Reason by analogy. Okay. You know, that's ... And, and the, the, the, so a middle point I think is something like, um, what is done here with the verse, which is sort of taking, taking a verse that doesn't have anything to do with this on its surface, and saying, "We're gonna learn from it something completely different.
We're gonna attach some different thing." And even if we're, it's clear that we're doing that by, either we've made something up, you could even say there's a certain virtue in nevertheless attaching it to something from Torah that it clearly doesn't mean, that it's virtuous because it's saying that you're still connected to the tradition.
I think, I feel like that might come to the next point that we're about to, to, to read. Um, others could say it's a betrayal. I mean, what do you mean you're, you're connecting it to some verse that doesn't mean anything like that at all? You're perverting the Torah. You know, and you say, and, but another point of view is to say, "No, no, we actually approve of that because it shows that connection."
It's, and it's like the story of Moses in Rabbi Akiva's yeshiva, you know, where he doesn't understand anything that Rabbi Akiva is saying. And we study this, right, and the, and the, then when it says, "Oh, but it's Torah from Moses at Sinai," he's, like, assured that, "Well, at least the connection to me is still there even though it's not what I meant.
It's not what I..." Right? And then the most radical version, or not necessarily the most radical, but a even more radical version, is to say that we are going to read the Torah verse to be the opposite of what it actually seems to mean. And, and I agree with you that that introduces the problematic of R- Rabbi Yonatan, you know, in saying, "Well, if, but if we're gonna do that, we then also have to acknowledge the thousands of years of when this verse was read the more straightforward way."
And we can't just kind of say, "Whoop, sorry." You know, we have to, we would have to then really sit with the pain of the Rabbi Yonatan who's sitting on, on the grave. But, but, and I don't know, I don't know that any of us can know what the answer is. I don't think there is an answer. I, I mean, I think that, but ultimately the question is, like, what, where do, where do you, where are you most drawn, I think.
And, uh, but it seems to me like at least a, a smart person could interpret it in any of those ways.
BENAY LAPPE: Yeah. Okay, let's, so let's take a look at this last sort of postscript to the, the six main questions.
DAN LIBENSON: Okay.
BENAY LAPPE: And, and see how this ties in.
DAN LIBENSON: Okay. So, um, so did you, uh, did you understand a thing from within a thing?
And even so, and even if so, if the fear of God is his treasure, which by the way, I'm not totally sure that exactly the right translation here, even if so, even so. But, uh, but even if so, if the fear of God is his treasure, yes. If not, no
BENAY LAPPE: Okay. I think even if so means, and even if you got 100 on this test-
DAN LIBENSON: Uh-huh
BENAY LAPPE: right, even if you can answer yes to all of these six questions, there's still one more, it's not a que- it's a condition. Even if you answered yes, if the following condition isn't met, those yeses aren't the kind of yeses that really matter, and we can't really tr- even trust the yeses I th- or something like that.

_REQUESTS_
(a) Do these statements agree with the transcript? Answer yes or no for each, quoting the words of the transcript that decide it.
(i) The speaker before Benay Lappe's first turn believes there is a definite answer about which way of reading the verse is right.
(ii) Dan Libenson voices doubt about a translation.
(iii) In the story, Moses understands everything Rabbi Akiva says.
(b) Answer these questions from the transcript:
(i) Who is described as sitting on the grave?
(ii) How many main questions come before the postscript?
(iii) In whose yeshiva does the story of Moses take place?
(c) How might the transcript go on from its final sentence? Write the next few sentences in the same spoken, conversational style.

_DATASET EXTRACT_
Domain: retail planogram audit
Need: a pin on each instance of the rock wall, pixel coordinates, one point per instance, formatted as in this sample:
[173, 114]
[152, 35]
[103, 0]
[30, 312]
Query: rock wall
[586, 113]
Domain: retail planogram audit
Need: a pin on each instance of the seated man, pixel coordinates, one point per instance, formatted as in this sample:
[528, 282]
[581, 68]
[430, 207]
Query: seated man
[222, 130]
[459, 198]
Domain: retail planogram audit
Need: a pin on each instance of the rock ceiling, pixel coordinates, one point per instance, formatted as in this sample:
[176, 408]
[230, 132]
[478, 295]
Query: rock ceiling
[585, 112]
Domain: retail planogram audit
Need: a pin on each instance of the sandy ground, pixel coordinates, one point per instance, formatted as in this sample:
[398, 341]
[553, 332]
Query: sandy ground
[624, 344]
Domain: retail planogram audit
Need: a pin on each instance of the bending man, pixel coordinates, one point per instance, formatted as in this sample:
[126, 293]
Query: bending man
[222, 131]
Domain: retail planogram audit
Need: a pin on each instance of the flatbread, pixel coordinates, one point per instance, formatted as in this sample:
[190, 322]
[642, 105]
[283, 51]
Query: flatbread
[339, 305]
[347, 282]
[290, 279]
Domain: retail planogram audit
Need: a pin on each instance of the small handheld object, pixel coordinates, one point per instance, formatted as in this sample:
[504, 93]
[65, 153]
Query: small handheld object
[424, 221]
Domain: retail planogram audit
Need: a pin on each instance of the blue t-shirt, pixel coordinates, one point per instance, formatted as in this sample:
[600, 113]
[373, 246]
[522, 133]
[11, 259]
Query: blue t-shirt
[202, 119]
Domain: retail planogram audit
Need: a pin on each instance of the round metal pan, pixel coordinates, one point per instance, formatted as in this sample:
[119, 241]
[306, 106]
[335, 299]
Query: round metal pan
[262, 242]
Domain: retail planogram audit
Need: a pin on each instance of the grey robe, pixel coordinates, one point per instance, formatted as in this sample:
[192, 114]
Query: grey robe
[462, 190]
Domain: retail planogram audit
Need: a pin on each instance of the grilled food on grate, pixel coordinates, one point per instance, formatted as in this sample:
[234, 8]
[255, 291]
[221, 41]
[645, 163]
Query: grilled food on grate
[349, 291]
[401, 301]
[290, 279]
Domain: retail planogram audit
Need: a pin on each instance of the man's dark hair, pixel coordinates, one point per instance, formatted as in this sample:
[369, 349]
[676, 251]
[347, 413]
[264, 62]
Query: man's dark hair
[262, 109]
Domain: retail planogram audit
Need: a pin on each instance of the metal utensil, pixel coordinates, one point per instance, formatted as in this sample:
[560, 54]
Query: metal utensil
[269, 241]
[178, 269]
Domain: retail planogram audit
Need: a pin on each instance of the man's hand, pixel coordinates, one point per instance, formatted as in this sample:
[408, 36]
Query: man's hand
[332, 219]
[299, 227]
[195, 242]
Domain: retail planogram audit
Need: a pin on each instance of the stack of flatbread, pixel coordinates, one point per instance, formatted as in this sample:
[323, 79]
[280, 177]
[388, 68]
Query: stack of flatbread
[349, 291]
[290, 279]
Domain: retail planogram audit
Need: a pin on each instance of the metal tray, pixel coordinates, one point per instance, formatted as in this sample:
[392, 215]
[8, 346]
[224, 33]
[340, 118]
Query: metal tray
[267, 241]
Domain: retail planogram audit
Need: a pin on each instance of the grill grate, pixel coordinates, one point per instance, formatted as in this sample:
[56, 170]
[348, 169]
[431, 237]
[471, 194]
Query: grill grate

_WRITTEN RESPONSES_
(a)
(i) No: "I don't think there is an answer."
(ii) Yes: "I'm not totally sure that exactly the right translation here"
(iii) No: "he doesn't understand anything that Rabbi Akiva is saying"

(b)
(i) Rabbi Yonatan
(ii) Six
(iii) Rabbi Akiva's

(c)
So even if you said yes, h- here's something that's gonna cancel out all the yeses if your answer is no to it. And what is it? It's a, it's a difficult concept, I think, for us. It, i- if you, if you had a fear of, of God or, or awe about God. Okay. So-
DAN LIBENSON: By the way, just to note that that comes from the verse. So in other words, that, that verse ends with something about the fear of God, and so they're saying- Mm-hmm
that's where this is coming from. I mean, or at least- Mm-hmm ... coming from. I don't, you know, but I mean, this is where there is a connection to the verse, just to note that.
BENAY LAPPE: Mm-hmm. I don't, I don't know. You wanna- Well, for- What, what do you think? I mean, there's another translation
DAN LIBENSON: thing, which is that, that the fear of the Lord is yirat Hashem, yirat Adonai, and like yirah can mean fear, it can be awe, can be reverence.
You know, so I mean, like-
BENAY LAPPE: Or, or a, or a sense of constant awareness.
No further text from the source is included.